Start of Input data
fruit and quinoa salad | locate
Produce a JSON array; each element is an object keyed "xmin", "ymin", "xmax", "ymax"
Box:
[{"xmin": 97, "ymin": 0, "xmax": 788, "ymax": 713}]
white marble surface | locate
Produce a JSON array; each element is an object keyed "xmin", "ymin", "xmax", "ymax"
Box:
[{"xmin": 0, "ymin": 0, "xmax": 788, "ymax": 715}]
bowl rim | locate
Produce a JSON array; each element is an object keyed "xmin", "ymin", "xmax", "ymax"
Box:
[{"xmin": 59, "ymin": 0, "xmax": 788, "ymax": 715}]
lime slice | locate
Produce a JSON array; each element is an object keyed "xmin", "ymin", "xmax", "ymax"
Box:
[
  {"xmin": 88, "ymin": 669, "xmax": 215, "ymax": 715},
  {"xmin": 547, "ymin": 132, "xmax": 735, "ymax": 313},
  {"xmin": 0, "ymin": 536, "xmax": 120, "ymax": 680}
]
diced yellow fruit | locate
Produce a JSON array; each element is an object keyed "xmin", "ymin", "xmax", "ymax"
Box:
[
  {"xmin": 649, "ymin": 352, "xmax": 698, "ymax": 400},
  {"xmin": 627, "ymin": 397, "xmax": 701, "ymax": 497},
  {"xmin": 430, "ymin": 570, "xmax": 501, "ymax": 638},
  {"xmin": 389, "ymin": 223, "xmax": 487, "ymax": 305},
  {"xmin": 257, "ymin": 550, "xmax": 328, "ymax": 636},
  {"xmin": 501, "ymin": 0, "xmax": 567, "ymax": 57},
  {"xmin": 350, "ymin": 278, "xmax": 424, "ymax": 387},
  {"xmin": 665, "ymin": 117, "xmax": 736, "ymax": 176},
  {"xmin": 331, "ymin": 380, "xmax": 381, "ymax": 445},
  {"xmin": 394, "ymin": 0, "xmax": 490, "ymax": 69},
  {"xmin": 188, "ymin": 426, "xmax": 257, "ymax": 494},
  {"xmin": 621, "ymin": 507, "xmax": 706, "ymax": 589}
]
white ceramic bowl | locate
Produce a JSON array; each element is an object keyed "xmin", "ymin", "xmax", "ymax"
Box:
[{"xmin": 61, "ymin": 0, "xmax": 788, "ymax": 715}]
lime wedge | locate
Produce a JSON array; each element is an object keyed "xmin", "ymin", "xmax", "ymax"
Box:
End of Input data
→ Job: Copy every one of the records above again, character for character, without changing anything.

→ The solution:
fruit and quinoa salad | locate
Produce a JSON array; each element is an object keyed "xmin", "ymin", "xmax", "ymax"
Box:
[{"xmin": 97, "ymin": 0, "xmax": 788, "ymax": 713}]
white marble surface | locate
Produce a JSON array; each element is an object keyed "xmin", "ymin", "xmax", "ymax"
Box:
[{"xmin": 0, "ymin": 0, "xmax": 788, "ymax": 715}]
bowl rim | locate
Produce a JSON array; each element is an object keyed "xmin", "ymin", "xmax", "ymax"
Box:
[{"xmin": 59, "ymin": 0, "xmax": 788, "ymax": 715}]
lime slice | locate
Produce a JSON array; each element is an object keyed "xmin", "ymin", "xmax", "ymax"
Box:
[
  {"xmin": 88, "ymin": 669, "xmax": 215, "ymax": 715},
  {"xmin": 547, "ymin": 132, "xmax": 735, "ymax": 313},
  {"xmin": 0, "ymin": 536, "xmax": 120, "ymax": 680}
]
diced yellow fruit | locate
Produce a JSON array; each element is an object keyed "xmin", "ymin", "xmax", "ymax"
Box:
[
  {"xmin": 649, "ymin": 352, "xmax": 698, "ymax": 400},
  {"xmin": 627, "ymin": 397, "xmax": 701, "ymax": 497},
  {"xmin": 430, "ymin": 570, "xmax": 501, "ymax": 638},
  {"xmin": 389, "ymin": 223, "xmax": 487, "ymax": 305},
  {"xmin": 257, "ymin": 550, "xmax": 328, "ymax": 636},
  {"xmin": 501, "ymin": 0, "xmax": 567, "ymax": 57},
  {"xmin": 350, "ymin": 278, "xmax": 424, "ymax": 387},
  {"xmin": 665, "ymin": 117, "xmax": 736, "ymax": 176},
  {"xmin": 331, "ymin": 380, "xmax": 381, "ymax": 445},
  {"xmin": 394, "ymin": 0, "xmax": 490, "ymax": 69},
  {"xmin": 188, "ymin": 426, "xmax": 257, "ymax": 494},
  {"xmin": 621, "ymin": 507, "xmax": 706, "ymax": 589}
]
white ceramic bowl | locate
Produce a JSON array; each element is an object keyed "xmin", "ymin", "xmax", "ymax"
Box:
[{"xmin": 61, "ymin": 0, "xmax": 788, "ymax": 715}]
lime wedge | locate
Produce a JSON array; each element is an object keyed "xmin", "ymin", "xmax", "ymax"
Box:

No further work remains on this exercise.